## Aim of the task:
All of the records below need to be returned exactly.

## Data extract:
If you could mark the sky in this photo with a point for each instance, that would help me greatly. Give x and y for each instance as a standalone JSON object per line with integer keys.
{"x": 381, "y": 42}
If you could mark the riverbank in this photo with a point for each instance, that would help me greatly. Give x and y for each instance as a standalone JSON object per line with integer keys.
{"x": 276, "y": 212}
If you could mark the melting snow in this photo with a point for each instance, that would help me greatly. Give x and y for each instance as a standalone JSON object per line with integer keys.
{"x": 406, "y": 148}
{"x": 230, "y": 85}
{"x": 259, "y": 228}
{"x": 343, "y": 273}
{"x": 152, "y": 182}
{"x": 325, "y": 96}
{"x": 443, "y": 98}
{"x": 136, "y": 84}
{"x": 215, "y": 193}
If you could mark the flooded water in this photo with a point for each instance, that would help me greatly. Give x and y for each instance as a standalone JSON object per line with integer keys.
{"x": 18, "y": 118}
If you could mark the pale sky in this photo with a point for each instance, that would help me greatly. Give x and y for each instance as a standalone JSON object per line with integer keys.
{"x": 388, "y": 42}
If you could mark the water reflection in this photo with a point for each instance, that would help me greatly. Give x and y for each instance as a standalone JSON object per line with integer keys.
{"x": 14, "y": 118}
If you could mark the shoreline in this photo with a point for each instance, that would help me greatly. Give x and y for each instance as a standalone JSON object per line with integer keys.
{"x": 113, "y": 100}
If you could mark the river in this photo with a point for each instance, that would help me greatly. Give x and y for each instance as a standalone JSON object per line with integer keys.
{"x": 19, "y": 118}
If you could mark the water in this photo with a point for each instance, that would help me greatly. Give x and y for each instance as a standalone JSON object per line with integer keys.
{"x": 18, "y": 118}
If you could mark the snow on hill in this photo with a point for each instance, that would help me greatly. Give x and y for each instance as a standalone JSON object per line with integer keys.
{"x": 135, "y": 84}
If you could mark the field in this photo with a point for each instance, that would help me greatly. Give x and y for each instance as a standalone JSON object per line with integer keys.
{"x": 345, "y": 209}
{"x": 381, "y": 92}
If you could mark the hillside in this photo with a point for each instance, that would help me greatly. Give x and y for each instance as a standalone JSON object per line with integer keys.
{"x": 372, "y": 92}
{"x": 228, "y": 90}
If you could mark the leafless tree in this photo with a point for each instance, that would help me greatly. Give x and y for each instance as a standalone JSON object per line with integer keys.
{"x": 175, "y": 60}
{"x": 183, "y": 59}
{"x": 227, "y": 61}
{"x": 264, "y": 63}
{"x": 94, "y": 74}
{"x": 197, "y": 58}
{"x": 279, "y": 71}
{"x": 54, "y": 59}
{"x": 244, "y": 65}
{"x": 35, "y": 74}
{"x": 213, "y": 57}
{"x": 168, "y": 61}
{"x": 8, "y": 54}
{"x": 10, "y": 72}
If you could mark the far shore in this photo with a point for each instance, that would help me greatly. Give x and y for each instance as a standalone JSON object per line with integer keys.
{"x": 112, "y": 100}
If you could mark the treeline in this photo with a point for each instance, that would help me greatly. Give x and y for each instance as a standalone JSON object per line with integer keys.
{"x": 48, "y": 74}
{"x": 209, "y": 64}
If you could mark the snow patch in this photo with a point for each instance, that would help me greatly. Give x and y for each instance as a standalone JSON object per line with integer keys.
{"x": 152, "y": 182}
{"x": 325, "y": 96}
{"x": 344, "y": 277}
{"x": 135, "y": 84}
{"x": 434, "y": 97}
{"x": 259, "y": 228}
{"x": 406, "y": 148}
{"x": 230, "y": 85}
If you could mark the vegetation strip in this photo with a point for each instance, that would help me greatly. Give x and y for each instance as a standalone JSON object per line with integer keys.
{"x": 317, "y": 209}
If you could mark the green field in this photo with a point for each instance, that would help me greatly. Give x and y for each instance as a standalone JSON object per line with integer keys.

## Answer to this exercise:
If you could mark the sky in this photo with a point for each instance, that would help me greatly. Give x and y for each instance as a standalone JSON object per line with integer keys.
{"x": 381, "y": 42}
If you could mark the riverbank in this photo with a point for each instance, that would help me greatly. Give x and y for each instance as a standalone JSON object per line with integer keys.
{"x": 276, "y": 212}
If you could mark the melting snow in this photo with a point for each instance, that would help me greatly. Give x and y for each instance as a standalone JSON object per line with integer keys.
{"x": 406, "y": 148}
{"x": 230, "y": 85}
{"x": 259, "y": 228}
{"x": 343, "y": 273}
{"x": 152, "y": 182}
{"x": 325, "y": 96}
{"x": 443, "y": 98}
{"x": 136, "y": 84}
{"x": 215, "y": 193}
If you could mark the flooded water in this photo with a point for each instance, that would help me greatly. Give x and y for each instance as a standalone JSON object per line with integer keys.
{"x": 18, "y": 118}
If you could mark the pale sky in this photo with a point for each instance, that would help me greatly. Give x and y for each instance as a standalone JSON object per line with integer keys.
{"x": 388, "y": 42}
If you could mark the water reflection in this photo with a point for each instance, that would help me greatly. Give x and y for each instance as a standalone JSON object per line with integer keys.
{"x": 14, "y": 118}
If you could mark the shoreline in this photo with a point for each instance, that would help me greatly. Give x and y for each instance as a standalone JSON object per line with integer keys.
{"x": 113, "y": 100}
If you could mark the river in this photo with a point for each instance, that would help me greatly. Give x and y for each instance as a standalone JSON object per line with integer keys.
{"x": 19, "y": 118}
If you could mark the water in this photo with a point for each instance, that would help me greatly. Give x and y for each instance as a standalone JSON object per line with integer keys.
{"x": 18, "y": 118}
If you could mark the snow on hill in this photo with a point for each instance, that would help me greatly. Give x and y for each instance as a standalone JSON object per line with integer keys.
{"x": 135, "y": 84}
If you could mark the field in this photo with a point for each instance, that would help me greatly. Give x and y for each instance as a standalone JSON object per line with integer keys.
{"x": 345, "y": 209}
{"x": 381, "y": 92}
If you could mark the hillside in this photo with a point for each instance, that would help me greatly. Give x and y for each instance as a standalone JSON object per line with integer keys.
{"x": 372, "y": 92}
{"x": 228, "y": 90}
If you could mark the leafless tree in this photo with a point for each instance, that would help me greatly. Give x and y for each instance as a standalone JSON object per line with integer keys.
{"x": 175, "y": 60}
{"x": 183, "y": 59}
{"x": 227, "y": 61}
{"x": 264, "y": 63}
{"x": 94, "y": 74}
{"x": 197, "y": 58}
{"x": 279, "y": 71}
{"x": 54, "y": 59}
{"x": 244, "y": 65}
{"x": 35, "y": 74}
{"x": 213, "y": 57}
{"x": 168, "y": 61}
{"x": 8, "y": 54}
{"x": 10, "y": 72}
If you could mark the far shore in this photo with a point for each instance, that would help me greatly. Give x and y for each instance as a standalone JSON object per line with integer keys.
{"x": 112, "y": 100}
If you could mark the treeline in this photo with a point for each instance, that would help me greatly. Give x and y for each instance as a standalone JSON object per line with integer keys.
{"x": 48, "y": 74}
{"x": 209, "y": 64}
If you could mark the snow patch in this photo with a point for each instance, that would help me greatly. Give x and y for each instance as a standalone JSON object per line with integer keys.
{"x": 152, "y": 182}
{"x": 325, "y": 96}
{"x": 344, "y": 277}
{"x": 135, "y": 84}
{"x": 434, "y": 97}
{"x": 259, "y": 228}
{"x": 406, "y": 148}
{"x": 230, "y": 85}
If you could mark the vegetation strip in this photo with a point for each instance, that would help me greatly. Give x and y for each instance as a standalone JSON object per line with integer keys.
{"x": 317, "y": 209}
If you could mark the green field in this photo with a point for each instance, that would help me greatly. Give x and y for each instance as a standalone JSON object per line with integer keys.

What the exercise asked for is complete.